**Task to complete:**
Which of the lines below contain the word "shoreline"? Show each of them in full, counting a match only when the case is the same.

**Given information:**
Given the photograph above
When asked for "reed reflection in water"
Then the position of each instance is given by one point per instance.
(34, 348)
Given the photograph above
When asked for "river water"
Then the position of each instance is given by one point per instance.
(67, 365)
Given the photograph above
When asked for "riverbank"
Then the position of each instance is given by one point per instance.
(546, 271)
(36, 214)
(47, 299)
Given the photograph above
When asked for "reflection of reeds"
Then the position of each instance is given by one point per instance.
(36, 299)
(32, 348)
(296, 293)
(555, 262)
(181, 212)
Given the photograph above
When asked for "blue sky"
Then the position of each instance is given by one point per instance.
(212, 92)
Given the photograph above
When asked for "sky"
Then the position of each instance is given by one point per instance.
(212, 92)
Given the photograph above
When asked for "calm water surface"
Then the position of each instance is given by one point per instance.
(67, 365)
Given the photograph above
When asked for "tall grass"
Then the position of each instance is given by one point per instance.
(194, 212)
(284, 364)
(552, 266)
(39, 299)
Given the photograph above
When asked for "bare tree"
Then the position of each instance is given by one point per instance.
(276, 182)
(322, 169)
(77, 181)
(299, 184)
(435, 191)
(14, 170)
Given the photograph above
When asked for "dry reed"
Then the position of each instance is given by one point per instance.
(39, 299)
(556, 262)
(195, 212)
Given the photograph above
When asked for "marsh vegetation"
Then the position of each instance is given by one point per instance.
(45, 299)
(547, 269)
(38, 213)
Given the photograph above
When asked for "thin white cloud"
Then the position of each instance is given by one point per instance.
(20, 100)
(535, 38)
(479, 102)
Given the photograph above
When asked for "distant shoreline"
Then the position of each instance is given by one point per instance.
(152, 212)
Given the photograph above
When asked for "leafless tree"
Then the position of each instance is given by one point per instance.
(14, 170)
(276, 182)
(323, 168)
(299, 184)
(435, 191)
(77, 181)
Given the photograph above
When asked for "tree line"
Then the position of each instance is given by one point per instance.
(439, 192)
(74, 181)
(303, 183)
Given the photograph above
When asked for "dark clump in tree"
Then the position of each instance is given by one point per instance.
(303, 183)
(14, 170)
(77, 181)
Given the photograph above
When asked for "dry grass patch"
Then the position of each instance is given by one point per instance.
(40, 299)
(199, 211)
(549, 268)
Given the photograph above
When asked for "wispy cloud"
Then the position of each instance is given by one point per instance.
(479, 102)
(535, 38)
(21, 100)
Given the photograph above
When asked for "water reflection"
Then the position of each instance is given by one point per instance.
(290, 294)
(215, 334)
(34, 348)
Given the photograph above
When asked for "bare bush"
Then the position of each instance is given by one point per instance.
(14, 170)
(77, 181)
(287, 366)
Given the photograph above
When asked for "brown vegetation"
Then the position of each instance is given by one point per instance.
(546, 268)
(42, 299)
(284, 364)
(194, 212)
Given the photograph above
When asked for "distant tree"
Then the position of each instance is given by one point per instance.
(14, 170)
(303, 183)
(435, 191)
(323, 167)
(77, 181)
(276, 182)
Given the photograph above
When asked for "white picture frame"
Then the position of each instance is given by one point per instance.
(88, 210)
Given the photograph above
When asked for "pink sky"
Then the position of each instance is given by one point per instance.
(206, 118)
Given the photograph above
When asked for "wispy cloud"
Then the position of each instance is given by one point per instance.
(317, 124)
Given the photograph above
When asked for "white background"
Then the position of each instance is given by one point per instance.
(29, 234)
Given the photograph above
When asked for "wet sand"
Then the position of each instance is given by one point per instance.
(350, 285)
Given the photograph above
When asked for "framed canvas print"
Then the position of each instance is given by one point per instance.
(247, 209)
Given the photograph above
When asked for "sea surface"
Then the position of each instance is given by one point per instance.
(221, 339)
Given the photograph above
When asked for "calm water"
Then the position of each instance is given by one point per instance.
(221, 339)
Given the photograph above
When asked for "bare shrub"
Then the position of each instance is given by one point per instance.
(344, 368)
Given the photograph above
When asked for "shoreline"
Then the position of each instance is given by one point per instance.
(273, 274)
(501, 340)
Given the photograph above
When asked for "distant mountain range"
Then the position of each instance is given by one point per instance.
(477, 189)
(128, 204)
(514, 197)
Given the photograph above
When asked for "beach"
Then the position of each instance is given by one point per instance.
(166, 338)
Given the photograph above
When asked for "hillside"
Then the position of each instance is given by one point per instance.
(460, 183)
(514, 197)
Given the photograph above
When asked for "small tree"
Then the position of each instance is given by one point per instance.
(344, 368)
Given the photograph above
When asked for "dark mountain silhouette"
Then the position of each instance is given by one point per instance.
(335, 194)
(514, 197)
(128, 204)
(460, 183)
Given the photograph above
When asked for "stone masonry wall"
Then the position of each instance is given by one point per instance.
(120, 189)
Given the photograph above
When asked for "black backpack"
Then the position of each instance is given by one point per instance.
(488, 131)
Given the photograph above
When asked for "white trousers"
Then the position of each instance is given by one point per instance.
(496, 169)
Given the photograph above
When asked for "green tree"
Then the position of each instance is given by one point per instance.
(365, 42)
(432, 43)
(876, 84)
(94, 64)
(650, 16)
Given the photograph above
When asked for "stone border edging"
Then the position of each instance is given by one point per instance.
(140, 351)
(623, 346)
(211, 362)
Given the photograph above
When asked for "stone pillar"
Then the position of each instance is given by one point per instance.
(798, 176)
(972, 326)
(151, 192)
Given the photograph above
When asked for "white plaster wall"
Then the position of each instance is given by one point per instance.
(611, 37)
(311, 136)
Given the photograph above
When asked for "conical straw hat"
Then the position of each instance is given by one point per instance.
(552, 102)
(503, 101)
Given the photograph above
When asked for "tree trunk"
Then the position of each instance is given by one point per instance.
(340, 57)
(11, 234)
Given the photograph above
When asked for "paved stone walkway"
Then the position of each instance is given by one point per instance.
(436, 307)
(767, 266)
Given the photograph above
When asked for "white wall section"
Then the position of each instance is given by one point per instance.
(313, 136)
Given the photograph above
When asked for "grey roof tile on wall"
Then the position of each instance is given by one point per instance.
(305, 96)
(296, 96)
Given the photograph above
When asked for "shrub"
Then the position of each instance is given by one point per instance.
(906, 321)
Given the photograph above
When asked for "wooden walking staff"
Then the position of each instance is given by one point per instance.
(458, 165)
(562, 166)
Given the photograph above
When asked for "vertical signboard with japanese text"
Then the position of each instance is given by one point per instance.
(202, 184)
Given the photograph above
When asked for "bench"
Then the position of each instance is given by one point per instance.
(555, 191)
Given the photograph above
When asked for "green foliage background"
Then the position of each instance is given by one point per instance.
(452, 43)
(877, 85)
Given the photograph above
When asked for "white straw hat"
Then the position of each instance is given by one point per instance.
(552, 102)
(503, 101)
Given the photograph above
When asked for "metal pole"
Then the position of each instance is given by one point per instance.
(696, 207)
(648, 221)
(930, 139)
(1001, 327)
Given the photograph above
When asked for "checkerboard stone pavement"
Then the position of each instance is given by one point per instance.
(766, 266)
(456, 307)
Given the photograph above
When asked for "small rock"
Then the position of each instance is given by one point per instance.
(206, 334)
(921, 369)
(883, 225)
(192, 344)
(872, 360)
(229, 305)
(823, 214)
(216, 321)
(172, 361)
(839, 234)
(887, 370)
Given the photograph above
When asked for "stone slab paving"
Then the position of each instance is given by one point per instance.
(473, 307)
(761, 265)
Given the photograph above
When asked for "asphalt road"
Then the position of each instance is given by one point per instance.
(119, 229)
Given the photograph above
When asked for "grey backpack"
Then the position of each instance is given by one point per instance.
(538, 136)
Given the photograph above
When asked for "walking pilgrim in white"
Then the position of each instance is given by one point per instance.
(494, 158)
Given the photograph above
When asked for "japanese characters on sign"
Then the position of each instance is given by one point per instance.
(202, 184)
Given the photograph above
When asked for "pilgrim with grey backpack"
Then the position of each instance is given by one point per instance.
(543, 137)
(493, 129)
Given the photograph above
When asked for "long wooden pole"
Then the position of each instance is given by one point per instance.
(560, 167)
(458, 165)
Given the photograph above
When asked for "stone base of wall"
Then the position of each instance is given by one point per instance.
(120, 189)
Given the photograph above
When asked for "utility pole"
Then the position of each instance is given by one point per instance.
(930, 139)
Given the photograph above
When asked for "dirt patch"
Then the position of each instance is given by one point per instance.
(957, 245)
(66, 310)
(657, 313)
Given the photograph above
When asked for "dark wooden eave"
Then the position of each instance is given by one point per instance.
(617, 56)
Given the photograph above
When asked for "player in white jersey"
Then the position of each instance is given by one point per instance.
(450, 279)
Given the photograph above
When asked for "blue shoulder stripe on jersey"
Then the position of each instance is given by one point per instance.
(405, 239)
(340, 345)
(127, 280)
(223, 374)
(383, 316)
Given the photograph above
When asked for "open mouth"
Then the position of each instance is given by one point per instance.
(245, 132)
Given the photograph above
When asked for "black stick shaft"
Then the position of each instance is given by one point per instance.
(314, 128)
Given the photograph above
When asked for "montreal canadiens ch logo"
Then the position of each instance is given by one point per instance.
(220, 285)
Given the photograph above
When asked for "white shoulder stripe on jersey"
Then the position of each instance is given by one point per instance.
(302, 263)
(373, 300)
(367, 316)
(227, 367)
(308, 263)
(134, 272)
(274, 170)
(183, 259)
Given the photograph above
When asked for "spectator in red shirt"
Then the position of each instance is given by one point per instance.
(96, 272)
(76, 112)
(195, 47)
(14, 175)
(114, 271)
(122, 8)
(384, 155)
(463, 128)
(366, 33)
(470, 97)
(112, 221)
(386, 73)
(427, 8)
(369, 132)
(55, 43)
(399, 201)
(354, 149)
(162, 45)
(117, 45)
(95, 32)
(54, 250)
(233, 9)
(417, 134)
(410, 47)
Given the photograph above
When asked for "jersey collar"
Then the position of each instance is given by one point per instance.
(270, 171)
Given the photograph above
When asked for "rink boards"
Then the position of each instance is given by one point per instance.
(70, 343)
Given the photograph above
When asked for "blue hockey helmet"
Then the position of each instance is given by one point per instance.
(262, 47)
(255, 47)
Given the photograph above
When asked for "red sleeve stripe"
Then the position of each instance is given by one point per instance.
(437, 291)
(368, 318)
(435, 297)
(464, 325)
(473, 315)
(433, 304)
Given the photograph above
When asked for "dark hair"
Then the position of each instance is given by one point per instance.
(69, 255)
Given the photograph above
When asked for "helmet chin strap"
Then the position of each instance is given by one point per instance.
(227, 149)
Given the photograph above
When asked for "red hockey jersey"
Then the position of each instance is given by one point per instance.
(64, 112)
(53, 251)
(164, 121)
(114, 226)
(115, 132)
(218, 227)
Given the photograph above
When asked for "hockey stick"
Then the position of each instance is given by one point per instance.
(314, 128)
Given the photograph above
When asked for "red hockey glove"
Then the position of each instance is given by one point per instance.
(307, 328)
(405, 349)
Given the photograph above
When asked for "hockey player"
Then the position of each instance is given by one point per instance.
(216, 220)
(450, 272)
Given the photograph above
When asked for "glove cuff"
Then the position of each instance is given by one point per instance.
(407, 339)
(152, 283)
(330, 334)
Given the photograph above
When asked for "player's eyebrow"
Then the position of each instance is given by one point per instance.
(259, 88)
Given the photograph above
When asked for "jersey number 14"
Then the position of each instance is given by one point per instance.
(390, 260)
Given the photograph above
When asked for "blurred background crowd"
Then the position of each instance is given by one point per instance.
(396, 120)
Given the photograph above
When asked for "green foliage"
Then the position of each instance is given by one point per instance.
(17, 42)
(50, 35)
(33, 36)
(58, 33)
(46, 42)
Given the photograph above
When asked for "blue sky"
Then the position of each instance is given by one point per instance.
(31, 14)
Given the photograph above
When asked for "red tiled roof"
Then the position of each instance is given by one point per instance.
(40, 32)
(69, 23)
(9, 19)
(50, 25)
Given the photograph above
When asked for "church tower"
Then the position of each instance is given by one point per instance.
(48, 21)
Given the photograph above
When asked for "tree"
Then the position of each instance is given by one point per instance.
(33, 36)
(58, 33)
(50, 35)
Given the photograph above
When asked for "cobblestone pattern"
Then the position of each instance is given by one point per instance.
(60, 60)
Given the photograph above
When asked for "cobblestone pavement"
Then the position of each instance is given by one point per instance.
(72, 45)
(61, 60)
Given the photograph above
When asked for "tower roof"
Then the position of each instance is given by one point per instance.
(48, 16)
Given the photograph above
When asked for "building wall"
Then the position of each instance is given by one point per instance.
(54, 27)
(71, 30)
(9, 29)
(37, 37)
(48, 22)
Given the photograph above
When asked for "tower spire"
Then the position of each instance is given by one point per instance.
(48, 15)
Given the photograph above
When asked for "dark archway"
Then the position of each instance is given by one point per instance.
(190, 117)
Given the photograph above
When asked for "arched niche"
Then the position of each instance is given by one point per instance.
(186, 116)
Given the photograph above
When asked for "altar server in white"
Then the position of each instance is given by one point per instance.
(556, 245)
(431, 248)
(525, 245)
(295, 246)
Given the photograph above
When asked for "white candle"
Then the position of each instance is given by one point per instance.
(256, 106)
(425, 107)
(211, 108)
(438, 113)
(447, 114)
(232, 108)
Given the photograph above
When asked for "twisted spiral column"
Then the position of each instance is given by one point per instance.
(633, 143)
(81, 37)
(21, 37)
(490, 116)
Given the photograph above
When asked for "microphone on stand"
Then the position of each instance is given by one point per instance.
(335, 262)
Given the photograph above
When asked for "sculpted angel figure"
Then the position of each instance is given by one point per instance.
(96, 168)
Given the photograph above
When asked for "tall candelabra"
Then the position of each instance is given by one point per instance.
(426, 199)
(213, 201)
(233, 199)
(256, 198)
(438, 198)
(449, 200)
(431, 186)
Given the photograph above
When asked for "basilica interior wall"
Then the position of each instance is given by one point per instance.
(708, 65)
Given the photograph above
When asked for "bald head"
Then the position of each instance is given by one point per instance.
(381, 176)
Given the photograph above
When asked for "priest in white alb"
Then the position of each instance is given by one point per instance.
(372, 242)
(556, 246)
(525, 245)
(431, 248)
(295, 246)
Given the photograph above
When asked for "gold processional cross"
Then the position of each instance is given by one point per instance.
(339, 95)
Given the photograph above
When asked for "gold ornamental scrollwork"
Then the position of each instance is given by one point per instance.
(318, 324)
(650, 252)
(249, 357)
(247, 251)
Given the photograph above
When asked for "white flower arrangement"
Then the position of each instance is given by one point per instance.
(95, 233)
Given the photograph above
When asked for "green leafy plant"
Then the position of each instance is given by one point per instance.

**Problem solution:**
When asked for "distant shoreline"
When asked for "shoreline"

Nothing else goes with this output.